_STATED GOAL_: Please copy all of the rows below word for word, keeping their original order.

_STORED DATA_:
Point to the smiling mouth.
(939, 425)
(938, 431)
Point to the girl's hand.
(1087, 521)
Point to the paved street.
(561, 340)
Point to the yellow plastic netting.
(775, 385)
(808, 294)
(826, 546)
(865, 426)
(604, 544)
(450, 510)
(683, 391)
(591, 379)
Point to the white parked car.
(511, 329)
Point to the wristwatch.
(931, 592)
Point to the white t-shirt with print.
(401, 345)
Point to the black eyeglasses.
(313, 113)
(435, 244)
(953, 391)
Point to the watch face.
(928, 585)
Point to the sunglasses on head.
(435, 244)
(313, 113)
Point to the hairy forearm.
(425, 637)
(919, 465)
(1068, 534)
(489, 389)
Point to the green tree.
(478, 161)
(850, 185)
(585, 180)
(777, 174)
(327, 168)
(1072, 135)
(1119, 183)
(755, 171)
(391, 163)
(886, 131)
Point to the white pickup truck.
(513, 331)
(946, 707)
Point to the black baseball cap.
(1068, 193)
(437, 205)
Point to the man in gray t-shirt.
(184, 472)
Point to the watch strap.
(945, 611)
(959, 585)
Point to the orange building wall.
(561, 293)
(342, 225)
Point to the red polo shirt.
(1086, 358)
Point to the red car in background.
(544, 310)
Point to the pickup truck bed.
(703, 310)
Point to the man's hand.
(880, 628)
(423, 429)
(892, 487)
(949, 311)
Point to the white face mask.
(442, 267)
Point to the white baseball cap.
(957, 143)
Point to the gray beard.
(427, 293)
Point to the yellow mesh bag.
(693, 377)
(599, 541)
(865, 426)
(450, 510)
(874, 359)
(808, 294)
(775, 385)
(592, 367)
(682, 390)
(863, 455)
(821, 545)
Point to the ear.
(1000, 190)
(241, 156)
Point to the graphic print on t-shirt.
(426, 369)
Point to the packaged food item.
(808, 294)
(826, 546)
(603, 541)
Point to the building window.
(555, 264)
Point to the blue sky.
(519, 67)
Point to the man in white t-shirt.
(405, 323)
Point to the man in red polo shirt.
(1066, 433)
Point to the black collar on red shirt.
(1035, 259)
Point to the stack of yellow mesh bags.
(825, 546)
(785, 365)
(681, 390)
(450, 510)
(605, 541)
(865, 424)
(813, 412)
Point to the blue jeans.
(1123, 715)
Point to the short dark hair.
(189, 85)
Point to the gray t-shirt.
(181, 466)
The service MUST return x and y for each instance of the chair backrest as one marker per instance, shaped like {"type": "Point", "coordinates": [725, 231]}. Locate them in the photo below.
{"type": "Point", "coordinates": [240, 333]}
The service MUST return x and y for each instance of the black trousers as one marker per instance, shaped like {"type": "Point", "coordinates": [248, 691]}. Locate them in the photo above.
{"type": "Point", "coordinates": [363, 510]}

_FULL ANSWER_:
Point to the smiling mouth.
(939, 425)
(938, 431)
Point to the girl's hand.
(1087, 521)
Point to the paved street.
(561, 340)
Point to the yellow plastic netting.
(775, 385)
(808, 294)
(826, 546)
(865, 426)
(604, 544)
(450, 510)
(683, 391)
(591, 379)
Point to the white parked car.
(511, 329)
Point to the wristwatch.
(931, 592)
Point to the white t-shirt with print.
(401, 345)
Point to the black eyeglasses.
(313, 113)
(435, 244)
(953, 391)
Point to the watch face.
(928, 585)
Point to the sunglasses on head.
(435, 244)
(313, 113)
Point to the hairy forearm.
(425, 637)
(919, 465)
(1068, 534)
(489, 389)
Point to the green tree.
(478, 161)
(850, 185)
(585, 180)
(777, 174)
(327, 168)
(1072, 135)
(1119, 183)
(755, 171)
(391, 163)
(886, 131)
Point to the white pickup truck.
(513, 331)
(946, 707)
Point to the black baseball cap.
(1068, 193)
(437, 205)
Point to the man in gray t-shirt.
(184, 472)
Point to the watch strap.
(945, 611)
(959, 585)
Point to the orange building wall.
(561, 293)
(342, 225)
Point to the red polo shirt.
(1086, 358)
Point to the red car in background.
(544, 310)
Point to the pickup truck bed.
(703, 310)
Point to the man's hand.
(880, 628)
(423, 429)
(892, 487)
(949, 311)
Point to the white face mask.
(442, 267)
Point to the white baseball cap.
(957, 143)
Point to the gray beard.
(427, 293)
Point to the yellow mesh bag.
(693, 377)
(599, 541)
(865, 426)
(450, 510)
(874, 359)
(808, 294)
(775, 385)
(592, 367)
(682, 390)
(863, 455)
(821, 545)
Point to the ear.
(1000, 190)
(241, 156)
Point to the graphic print on t-shirt.
(426, 369)
Point to the packaged food item.
(808, 294)
(826, 546)
(603, 541)
Point to the building window.
(555, 264)
Point to the blue sky.
(519, 67)
Point to the man in white t-shirt.
(405, 323)
Point to the man in red polo shirt.
(1066, 433)
Point to the black collar on red shirt.
(1035, 259)
Point to the stack of yellow mesh bags.
(825, 546)
(785, 365)
(681, 390)
(450, 510)
(605, 541)
(865, 424)
(813, 412)
Point to the blue jeans.
(1123, 715)
Point to the short dark hair.
(189, 85)
Point to the gray t-shirt.
(181, 466)
The service MUST return x and y for each instance of the chair backrest as one marker per instance, shaped like {"type": "Point", "coordinates": [725, 231]}. Locate them in the photo below.
{"type": "Point", "coordinates": [240, 333]}
The service MUST return x and y for each instance of the black trousers as one marker per instance, shaped like {"type": "Point", "coordinates": [248, 691]}. Locate them in the photo above.
{"type": "Point", "coordinates": [363, 510]}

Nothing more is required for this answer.